● Work to be completed
Arrange all of the material below as a Markdown table with the columns Row and Line, giving each nonblank line its own numbered row. Leave the pictures out.
+++++
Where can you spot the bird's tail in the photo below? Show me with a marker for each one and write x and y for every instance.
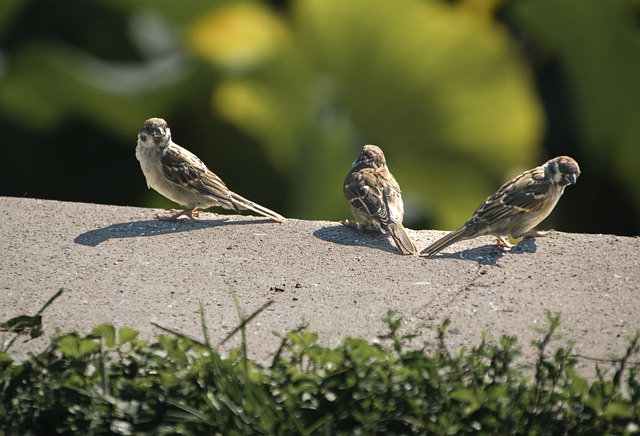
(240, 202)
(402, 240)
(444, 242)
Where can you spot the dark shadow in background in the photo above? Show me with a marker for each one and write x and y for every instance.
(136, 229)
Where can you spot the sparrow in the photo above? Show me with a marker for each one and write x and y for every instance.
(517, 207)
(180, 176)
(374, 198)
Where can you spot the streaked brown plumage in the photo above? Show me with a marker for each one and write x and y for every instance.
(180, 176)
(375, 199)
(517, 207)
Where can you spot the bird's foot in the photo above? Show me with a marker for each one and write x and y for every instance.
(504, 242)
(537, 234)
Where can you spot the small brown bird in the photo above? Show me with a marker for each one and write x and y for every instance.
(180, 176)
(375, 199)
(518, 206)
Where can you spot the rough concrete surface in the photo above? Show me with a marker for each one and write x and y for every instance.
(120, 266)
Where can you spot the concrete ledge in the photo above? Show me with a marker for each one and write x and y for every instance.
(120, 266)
+++++
● Task solution
| Row | Line |
|---|---|
| 1 | Where can you spot the bird's tail in the photo below? Show me with a marker for each one and write x and y for every instance. |
| 2 | (240, 202) |
| 3 | (402, 240) |
| 4 | (444, 242) |
| 5 | Where can you spot the dark shadow in background in the photo above? Show me with a marker for each one and write x and y for every instance. |
| 6 | (136, 229) |
| 7 | Where can you spot the sparrow in the photo above? Show me with a marker for each one and write x and y for every instance. |
| 8 | (517, 207) |
| 9 | (180, 176) |
| 10 | (374, 198) |
| 11 | Where can you spot the streaked brown plumage in the photo above? Show me with a marker for each one and write x and y for every instance. |
| 12 | (180, 176) |
| 13 | (375, 199) |
| 14 | (517, 207) |
| 15 | Where can you spot the bird's foot in the photo above? Show me with a marker for each one and write x and y for every instance. |
| 16 | (504, 242) |
| 17 | (537, 234) |
| 18 | Where can you spot the small brown bird in the photo above? Show me with a marker for each one and write x and y for every instance. |
| 19 | (180, 176) |
| 20 | (375, 199) |
| 21 | (518, 206) |
| 22 | Where can you spot the rough concrete surface in the photo above? Show me with a marker for each one and write x and y for every instance. |
| 23 | (120, 266) |
| 24 | Where can you spot the concrete ledge in the photo above? Show me with a marker for each one and write x and y for every instance. |
| 25 | (120, 266) |